■ **Task to complete**
Copy out each of the records below word for word, leaving out the pictures.

* start *

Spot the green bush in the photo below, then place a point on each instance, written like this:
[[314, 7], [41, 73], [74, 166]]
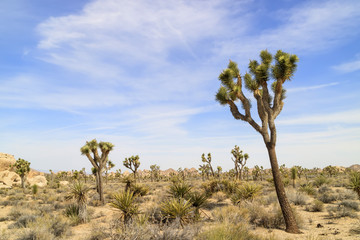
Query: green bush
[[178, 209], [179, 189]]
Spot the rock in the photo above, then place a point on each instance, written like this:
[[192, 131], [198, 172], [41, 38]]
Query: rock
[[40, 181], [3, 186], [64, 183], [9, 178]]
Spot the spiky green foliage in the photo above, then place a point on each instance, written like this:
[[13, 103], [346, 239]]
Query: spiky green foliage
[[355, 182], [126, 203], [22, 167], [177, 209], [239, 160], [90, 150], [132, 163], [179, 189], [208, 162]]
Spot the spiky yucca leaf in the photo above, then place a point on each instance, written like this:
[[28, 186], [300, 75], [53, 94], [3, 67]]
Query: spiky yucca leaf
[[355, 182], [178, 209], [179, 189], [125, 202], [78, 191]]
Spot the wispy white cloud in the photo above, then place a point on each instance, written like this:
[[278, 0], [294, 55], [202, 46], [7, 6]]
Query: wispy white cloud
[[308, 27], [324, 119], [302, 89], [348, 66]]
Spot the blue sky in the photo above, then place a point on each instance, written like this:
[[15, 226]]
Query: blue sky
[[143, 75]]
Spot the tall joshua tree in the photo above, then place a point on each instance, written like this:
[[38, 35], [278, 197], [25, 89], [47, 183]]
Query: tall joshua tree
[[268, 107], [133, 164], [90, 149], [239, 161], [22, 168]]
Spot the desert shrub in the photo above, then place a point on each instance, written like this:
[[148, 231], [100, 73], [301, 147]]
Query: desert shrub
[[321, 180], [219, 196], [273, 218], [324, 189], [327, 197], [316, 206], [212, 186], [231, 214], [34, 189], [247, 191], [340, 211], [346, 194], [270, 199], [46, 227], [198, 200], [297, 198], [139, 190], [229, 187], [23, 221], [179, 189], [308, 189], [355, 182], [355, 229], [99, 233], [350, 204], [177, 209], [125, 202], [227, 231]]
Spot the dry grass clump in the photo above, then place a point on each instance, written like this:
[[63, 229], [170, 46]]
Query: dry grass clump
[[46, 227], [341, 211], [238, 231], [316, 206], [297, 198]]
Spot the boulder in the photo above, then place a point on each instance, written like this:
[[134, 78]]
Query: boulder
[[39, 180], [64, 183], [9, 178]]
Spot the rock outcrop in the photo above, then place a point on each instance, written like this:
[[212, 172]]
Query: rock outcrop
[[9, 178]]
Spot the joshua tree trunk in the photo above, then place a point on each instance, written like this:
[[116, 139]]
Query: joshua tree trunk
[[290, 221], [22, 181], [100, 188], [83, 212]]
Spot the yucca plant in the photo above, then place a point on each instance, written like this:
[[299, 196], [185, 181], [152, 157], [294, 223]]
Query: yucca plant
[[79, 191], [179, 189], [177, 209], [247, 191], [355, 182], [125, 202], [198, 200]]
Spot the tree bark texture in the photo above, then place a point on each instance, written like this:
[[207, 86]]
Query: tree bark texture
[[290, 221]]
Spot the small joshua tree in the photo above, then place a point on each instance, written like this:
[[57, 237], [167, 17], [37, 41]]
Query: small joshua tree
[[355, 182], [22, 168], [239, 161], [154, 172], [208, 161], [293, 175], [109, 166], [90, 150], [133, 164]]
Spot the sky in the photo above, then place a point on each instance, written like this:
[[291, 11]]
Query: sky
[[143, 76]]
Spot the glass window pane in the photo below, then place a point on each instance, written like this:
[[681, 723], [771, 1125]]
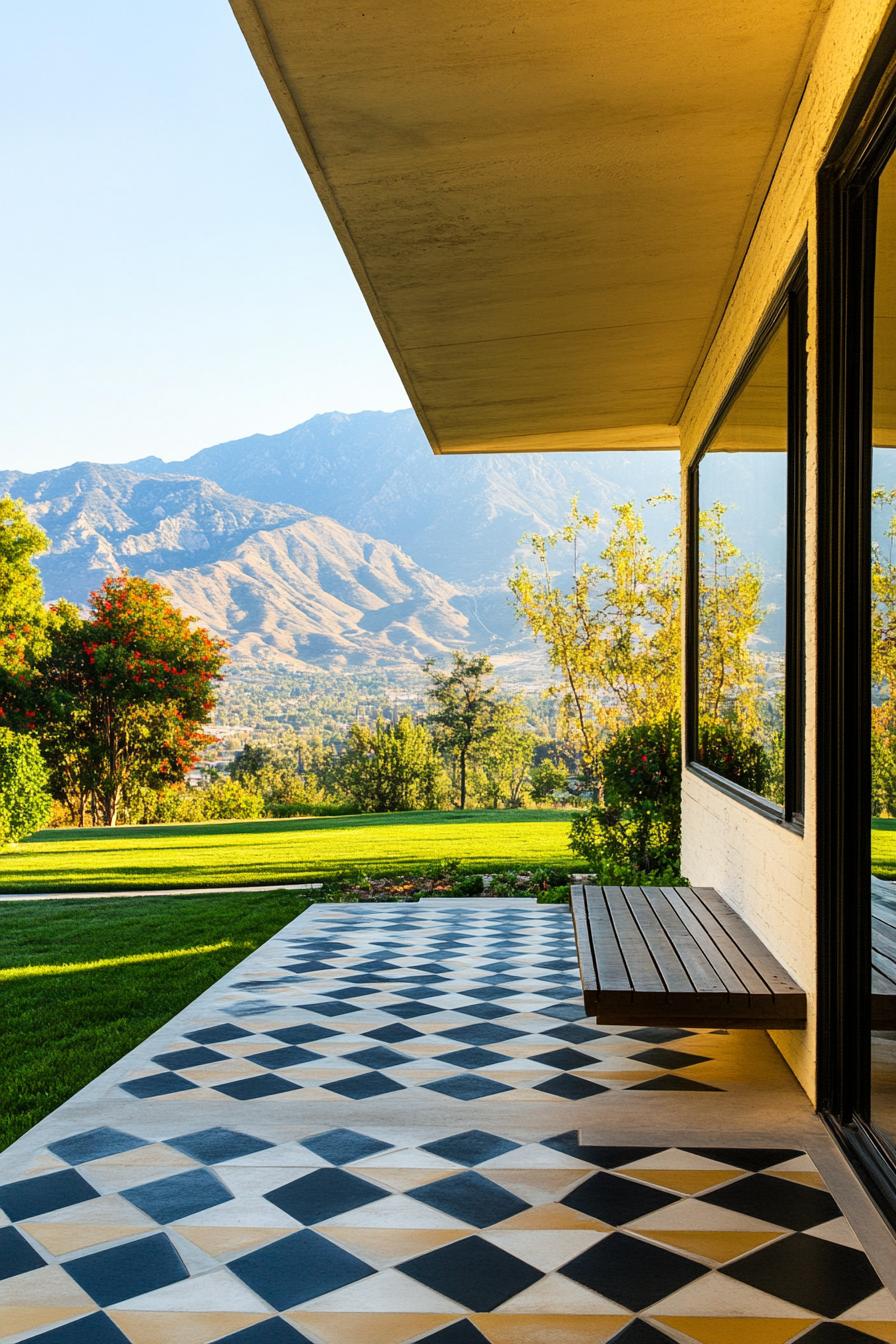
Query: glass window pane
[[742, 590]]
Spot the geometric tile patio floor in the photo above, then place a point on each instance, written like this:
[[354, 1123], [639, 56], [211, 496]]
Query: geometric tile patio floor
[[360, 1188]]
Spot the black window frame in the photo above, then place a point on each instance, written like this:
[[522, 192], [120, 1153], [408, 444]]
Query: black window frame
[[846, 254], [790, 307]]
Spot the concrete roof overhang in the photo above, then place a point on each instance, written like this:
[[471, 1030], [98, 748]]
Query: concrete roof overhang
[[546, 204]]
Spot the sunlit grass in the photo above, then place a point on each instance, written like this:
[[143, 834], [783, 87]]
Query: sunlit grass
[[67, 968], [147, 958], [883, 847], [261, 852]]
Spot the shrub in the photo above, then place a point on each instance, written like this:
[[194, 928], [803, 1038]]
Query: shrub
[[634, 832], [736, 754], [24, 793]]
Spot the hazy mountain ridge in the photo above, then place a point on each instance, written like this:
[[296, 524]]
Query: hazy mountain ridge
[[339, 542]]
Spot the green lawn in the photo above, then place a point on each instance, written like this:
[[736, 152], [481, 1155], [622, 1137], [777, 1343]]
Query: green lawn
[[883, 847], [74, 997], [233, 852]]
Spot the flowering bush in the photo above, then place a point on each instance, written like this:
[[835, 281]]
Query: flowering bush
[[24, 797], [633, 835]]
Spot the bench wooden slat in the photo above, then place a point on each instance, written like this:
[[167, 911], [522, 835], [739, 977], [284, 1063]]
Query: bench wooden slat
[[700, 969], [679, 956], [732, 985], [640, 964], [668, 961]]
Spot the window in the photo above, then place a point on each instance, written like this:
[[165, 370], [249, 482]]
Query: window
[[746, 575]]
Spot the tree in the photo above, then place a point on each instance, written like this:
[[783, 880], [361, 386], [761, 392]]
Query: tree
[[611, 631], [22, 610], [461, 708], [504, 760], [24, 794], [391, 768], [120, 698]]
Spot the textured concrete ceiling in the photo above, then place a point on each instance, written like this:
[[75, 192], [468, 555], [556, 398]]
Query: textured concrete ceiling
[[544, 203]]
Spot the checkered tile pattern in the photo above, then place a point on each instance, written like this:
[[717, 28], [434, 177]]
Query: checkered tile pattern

* end *

■ **Solved problem**
Spot the green bush in the photo below, then place a point on each instance, written like this:
[[314, 7], [41, 73], [74, 166]]
Query: green bush
[[178, 209], [179, 189]]
Spot the rock in the photo above, then place a point on each instance, written like this:
[[192, 131], [198, 172], [41, 38]]
Query: rock
[[40, 181], [3, 186], [64, 183], [9, 178]]
Spot the spiky green foliage in the photo above, then place a point on each instance, written like this:
[[13, 103], [346, 239]]
Query: spiky green foliage
[[355, 182], [126, 203], [22, 167], [177, 209], [239, 160], [90, 150], [132, 163], [179, 189], [208, 162]]
Spot the spiky yucca leaf in the photo above, then place a point on each instance, written like this:
[[28, 186], [300, 75], [53, 94], [3, 67]]
Query: spiky yucca leaf
[[355, 182], [178, 209], [179, 189], [125, 202], [78, 191]]
Spot the wispy white cloud in the photo above, then place a point on each instance, written like this:
[[278, 0], [294, 55], [202, 46], [7, 6]]
Query: wispy white cloud
[[308, 27], [324, 119], [302, 89], [348, 66]]
Spot the blue sky in the photo above, then place a point on each instance, written like this:
[[15, 226]]
Query: blue sky
[[143, 75]]
Spot the tall joshua tree in the photo above, then place a point on each instance, written like this:
[[38, 35], [278, 197], [25, 89], [47, 183]]
Query: tall joshua tree
[[268, 107], [133, 164], [90, 149], [239, 161], [22, 168]]
Spot the desert shrub in the photo above, then place a point on each instance, written like this:
[[148, 231], [100, 73], [301, 147]]
Query: desert shrub
[[321, 180], [219, 196], [273, 218], [324, 189], [327, 197], [316, 206], [212, 186], [231, 214], [34, 189], [247, 191], [340, 211], [346, 194], [270, 199], [46, 227], [198, 200], [297, 198], [139, 190], [229, 187], [23, 221], [179, 189], [308, 189], [355, 182], [355, 229], [99, 233], [350, 204], [177, 209], [125, 202], [227, 231]]
Spot the dry grass clump in the photo above, then place a point on each instance, written like this:
[[63, 229], [170, 46]]
Query: dry grass clump
[[46, 227], [341, 211], [238, 231], [316, 206], [297, 198]]
Spot the boulder in the photo above, then place a point on each instance, written like this:
[[134, 78]]
Query: boulder
[[39, 180], [64, 183], [9, 178]]
Spot the rock outcrop in the photo above, then place a point on each instance, written like this:
[[212, 172]]
Query: rock outcrop
[[9, 178]]
Spot the joshua tree trunk in the photo above, then place a point on each instance, written like this:
[[116, 139]]
Query: joshua tree trunk
[[290, 221], [22, 181], [100, 188], [83, 212]]
Spot the yucca plant in the photo above, then place a point on each instance, written like this:
[[299, 196], [185, 181], [152, 157], [294, 223]]
Query: yucca plant
[[79, 191], [179, 189], [177, 209], [247, 191], [355, 182], [125, 202], [198, 200]]
Spot the tree bark texture in the photo above, then place a point on each instance, written like this:
[[207, 86]]
Query: tree bark texture
[[290, 221]]
Spot the small joshua tree in the photo above, then place a point on each instance, written like this:
[[57, 237], [167, 17], [37, 41]]
Query: small joshua tree
[[355, 182], [22, 168], [239, 161], [154, 172], [208, 161], [293, 175], [109, 166], [90, 150], [133, 164]]
Spot the sky in the photo above, then place a point on each instance, written like this:
[[291, 11]]
Query: sky
[[143, 76]]
Spot the glass window pane in the photo below, then place a point on each instance, written like this:
[[681, 723], [771, 1125]]
Query: glass window pane
[[742, 590]]
Spot the geometric tile patio floor in the photo above, then place a point on each instance, written like this:
[[354, 1123], [639, 56], [211, 496]]
Query: geometric tile patio floor
[[360, 1188]]
Spot the black window frame in the photo above, then place a point on each instance, written like this:
[[522, 192], [120, 1153], [408, 444]]
Query: black window frame
[[846, 254], [790, 307]]
Spot the concrete roof overhang in the photo above, then place a point on each instance, written like this:
[[471, 1030], [98, 748]]
Query: concrete roof overhang
[[546, 204]]
Spot the sunlit grass in the photo above, then place a point on each instance, written like this:
[[143, 834], [783, 87]]
Query: sunlit grass
[[67, 968], [147, 958], [883, 847], [261, 852]]
Spot the shrub in the photo above, then place a point on each instance, written like this:
[[194, 928], [803, 1038]]
Query: shrub
[[634, 832], [736, 754], [24, 793]]
Spot the hazy mountain ridge in the photo above, then place a point on each instance, written like this:
[[296, 524]]
Query: hazy mountain ridge
[[339, 542]]
Spot the green lawn in the photo above, then place a point on each instance, written like this:
[[736, 152], [481, 1155], [622, 1137], [777, 1343]]
Query: green lawn
[[883, 847], [74, 997], [233, 852]]
Spot the flowering bush in the photo above, then place a point on each instance, written like this:
[[835, 281]]
Query: flowering bush
[[24, 797], [633, 835]]
Spot the bench wooden slat in the photo above, then place a point on each instance, written like this:
[[167, 911], [522, 835], [739, 977], [284, 1063]]
Query: bench wooden slat
[[700, 969], [679, 956], [732, 985], [640, 964], [668, 961]]
Spot the window in the photo above, then place a point on each instance, written like this:
[[165, 370], [249, 482]]
Query: window
[[746, 575]]
Spot the tree in the photo above, then place a point on each instance, written like this:
[[783, 880], [361, 386], [761, 392]]
Query: tree
[[611, 631], [22, 610], [461, 708], [504, 760], [24, 794], [391, 768], [120, 698]]
Spot the textured concrete ceiling in the photo above, then place a point on each instance, written like this:
[[75, 192], [468, 555], [556, 398]]
Query: textured concrete ceiling
[[544, 203]]
Spot the checkered tile pattern in the photo above, then place a point on each instance, written like this:
[[717, 28], [434, 177]]
Query: checkered tile pattern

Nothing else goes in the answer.